* Source data:
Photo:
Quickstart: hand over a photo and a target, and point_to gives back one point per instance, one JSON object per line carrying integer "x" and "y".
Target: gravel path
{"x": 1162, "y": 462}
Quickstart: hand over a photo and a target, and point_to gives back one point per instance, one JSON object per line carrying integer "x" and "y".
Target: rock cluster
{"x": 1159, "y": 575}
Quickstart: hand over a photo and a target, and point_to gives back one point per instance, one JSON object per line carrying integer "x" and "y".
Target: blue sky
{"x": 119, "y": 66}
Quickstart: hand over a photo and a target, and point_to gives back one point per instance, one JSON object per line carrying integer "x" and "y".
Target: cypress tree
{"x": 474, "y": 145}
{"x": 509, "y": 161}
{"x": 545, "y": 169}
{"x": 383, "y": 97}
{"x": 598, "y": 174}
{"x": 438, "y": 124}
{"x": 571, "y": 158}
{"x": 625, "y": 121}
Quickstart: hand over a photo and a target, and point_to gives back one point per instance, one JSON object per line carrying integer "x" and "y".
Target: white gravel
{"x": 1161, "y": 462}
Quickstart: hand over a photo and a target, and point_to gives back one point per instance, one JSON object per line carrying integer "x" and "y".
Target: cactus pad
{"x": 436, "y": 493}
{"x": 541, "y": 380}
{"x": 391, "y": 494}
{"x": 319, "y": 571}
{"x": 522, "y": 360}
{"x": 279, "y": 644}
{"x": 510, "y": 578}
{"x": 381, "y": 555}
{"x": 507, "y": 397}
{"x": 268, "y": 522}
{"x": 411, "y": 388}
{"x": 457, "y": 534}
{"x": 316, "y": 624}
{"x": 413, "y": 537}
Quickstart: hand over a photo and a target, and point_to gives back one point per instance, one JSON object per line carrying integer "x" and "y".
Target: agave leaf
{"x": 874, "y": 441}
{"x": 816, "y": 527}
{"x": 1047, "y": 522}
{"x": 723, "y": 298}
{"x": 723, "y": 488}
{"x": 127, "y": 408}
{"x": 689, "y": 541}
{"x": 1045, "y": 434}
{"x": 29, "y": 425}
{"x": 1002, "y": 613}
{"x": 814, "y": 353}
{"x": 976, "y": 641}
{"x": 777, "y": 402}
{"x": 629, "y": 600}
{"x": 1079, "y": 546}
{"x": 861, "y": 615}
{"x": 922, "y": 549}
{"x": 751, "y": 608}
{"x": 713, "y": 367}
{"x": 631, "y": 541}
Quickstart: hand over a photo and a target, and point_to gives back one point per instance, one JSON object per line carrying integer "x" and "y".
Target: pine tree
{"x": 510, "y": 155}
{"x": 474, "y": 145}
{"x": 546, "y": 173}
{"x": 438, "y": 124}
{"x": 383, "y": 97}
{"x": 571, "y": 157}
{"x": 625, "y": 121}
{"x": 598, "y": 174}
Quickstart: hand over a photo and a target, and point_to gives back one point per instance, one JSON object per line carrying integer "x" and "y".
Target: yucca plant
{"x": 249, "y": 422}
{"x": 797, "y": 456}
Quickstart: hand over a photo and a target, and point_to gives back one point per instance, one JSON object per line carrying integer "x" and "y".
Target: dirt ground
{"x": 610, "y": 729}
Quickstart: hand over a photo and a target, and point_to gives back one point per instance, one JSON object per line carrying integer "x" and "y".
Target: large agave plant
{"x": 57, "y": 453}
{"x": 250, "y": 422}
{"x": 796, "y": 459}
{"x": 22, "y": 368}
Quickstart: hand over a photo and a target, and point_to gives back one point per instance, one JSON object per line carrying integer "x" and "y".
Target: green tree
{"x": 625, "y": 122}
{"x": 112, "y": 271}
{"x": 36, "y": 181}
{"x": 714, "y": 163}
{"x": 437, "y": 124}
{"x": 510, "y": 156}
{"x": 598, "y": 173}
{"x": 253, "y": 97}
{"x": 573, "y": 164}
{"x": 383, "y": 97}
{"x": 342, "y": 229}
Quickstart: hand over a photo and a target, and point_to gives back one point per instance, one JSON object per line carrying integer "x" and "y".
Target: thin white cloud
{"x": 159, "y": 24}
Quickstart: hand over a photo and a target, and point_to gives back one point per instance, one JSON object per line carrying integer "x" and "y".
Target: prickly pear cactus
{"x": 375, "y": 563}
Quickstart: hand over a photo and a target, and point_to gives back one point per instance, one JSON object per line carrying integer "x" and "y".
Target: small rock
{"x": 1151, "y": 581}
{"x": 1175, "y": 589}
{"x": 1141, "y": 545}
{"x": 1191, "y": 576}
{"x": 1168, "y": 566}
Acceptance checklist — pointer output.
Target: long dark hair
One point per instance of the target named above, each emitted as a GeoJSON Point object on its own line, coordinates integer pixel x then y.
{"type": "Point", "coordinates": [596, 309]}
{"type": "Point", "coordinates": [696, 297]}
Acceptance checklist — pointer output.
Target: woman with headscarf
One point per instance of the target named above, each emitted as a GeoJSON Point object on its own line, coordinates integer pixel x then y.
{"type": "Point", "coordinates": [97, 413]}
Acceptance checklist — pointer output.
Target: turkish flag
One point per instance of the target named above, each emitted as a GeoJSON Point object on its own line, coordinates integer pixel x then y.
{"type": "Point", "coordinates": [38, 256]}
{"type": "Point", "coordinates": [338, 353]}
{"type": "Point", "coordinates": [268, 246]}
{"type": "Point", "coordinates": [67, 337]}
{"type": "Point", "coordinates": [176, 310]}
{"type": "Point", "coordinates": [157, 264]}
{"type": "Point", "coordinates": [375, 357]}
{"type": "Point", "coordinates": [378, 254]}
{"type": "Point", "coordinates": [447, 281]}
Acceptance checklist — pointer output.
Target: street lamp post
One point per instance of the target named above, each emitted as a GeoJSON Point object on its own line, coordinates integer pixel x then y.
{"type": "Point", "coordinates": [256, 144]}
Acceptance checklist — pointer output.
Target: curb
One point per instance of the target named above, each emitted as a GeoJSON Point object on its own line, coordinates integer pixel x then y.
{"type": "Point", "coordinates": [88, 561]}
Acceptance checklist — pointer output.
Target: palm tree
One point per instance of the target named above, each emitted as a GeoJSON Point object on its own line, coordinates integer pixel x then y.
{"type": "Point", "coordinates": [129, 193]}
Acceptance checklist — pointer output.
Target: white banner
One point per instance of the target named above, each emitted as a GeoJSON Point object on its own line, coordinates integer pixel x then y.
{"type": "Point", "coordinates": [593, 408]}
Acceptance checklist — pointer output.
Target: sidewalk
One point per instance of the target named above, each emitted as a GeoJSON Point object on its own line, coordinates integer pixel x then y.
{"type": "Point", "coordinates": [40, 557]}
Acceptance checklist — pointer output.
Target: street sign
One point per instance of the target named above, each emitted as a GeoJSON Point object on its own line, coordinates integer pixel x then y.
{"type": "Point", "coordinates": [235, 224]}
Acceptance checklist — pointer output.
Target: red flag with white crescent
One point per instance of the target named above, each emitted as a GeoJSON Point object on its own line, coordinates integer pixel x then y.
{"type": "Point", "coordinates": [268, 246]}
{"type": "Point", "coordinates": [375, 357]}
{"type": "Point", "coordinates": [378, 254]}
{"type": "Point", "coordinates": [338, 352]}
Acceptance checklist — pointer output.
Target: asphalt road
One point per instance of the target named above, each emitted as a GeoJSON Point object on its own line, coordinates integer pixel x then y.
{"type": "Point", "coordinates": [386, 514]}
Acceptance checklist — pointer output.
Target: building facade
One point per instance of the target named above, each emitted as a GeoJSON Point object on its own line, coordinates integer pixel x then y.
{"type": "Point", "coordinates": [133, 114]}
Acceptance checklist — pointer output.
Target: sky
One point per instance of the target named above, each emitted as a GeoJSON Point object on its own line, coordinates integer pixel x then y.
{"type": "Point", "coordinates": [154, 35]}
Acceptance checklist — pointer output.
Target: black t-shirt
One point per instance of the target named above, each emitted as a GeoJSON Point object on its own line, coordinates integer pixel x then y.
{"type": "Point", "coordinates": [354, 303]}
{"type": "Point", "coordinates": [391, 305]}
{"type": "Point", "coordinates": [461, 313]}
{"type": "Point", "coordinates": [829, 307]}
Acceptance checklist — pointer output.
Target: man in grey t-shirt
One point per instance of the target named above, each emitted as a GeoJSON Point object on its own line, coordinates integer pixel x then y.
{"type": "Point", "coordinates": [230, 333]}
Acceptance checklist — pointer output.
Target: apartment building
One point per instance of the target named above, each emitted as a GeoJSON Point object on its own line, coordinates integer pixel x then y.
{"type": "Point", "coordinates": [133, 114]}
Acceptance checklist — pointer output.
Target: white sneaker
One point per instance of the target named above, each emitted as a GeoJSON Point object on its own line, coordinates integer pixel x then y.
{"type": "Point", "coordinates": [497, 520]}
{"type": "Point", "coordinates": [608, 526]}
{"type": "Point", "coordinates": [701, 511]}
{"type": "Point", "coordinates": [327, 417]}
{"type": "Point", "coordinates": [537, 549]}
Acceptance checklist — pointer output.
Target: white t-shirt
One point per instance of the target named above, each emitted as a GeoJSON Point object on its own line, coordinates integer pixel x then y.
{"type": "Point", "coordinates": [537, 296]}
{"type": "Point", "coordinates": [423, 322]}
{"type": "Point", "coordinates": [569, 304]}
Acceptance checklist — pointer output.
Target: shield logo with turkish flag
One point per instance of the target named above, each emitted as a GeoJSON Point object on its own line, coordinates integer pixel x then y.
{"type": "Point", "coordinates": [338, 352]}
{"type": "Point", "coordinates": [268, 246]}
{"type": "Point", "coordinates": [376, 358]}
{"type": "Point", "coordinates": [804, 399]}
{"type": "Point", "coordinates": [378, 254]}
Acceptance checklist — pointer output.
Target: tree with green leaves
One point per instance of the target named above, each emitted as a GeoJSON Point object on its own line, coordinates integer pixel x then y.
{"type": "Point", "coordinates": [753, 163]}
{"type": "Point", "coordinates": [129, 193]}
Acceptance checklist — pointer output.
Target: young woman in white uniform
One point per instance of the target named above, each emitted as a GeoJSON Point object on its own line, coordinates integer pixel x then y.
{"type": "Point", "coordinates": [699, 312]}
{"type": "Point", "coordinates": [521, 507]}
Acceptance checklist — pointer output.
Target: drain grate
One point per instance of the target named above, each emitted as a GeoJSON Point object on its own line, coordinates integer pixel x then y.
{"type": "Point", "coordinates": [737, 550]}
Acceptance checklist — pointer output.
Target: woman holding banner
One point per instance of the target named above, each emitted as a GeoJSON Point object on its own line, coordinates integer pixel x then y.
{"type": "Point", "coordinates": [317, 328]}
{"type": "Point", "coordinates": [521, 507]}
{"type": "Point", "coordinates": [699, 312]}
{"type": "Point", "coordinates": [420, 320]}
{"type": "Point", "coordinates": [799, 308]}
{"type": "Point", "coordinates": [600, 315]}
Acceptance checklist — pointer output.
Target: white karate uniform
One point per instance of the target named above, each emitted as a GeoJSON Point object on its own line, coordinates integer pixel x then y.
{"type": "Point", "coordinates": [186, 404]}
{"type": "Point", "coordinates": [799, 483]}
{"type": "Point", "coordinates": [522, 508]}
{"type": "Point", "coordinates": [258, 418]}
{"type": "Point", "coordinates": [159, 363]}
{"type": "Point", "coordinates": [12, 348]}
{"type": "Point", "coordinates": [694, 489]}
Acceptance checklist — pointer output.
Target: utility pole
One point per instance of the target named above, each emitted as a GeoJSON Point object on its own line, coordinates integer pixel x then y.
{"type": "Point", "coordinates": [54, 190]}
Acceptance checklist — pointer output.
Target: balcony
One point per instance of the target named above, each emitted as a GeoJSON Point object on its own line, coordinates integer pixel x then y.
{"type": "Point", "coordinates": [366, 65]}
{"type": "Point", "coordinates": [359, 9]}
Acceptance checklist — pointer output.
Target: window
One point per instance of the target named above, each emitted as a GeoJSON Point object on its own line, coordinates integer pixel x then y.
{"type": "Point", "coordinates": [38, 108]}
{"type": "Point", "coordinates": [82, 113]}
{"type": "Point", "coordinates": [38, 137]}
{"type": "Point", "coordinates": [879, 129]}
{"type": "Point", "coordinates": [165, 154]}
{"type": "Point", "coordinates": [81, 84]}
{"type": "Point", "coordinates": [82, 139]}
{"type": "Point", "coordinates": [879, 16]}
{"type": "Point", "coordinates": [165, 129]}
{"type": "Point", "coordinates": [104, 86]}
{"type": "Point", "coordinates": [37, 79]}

* Task requirements:
Gather every line from the data above that contains the string "banner", and copy each one. Case counts.

* Response to the task:
Target: white banner
Target: woman holding banner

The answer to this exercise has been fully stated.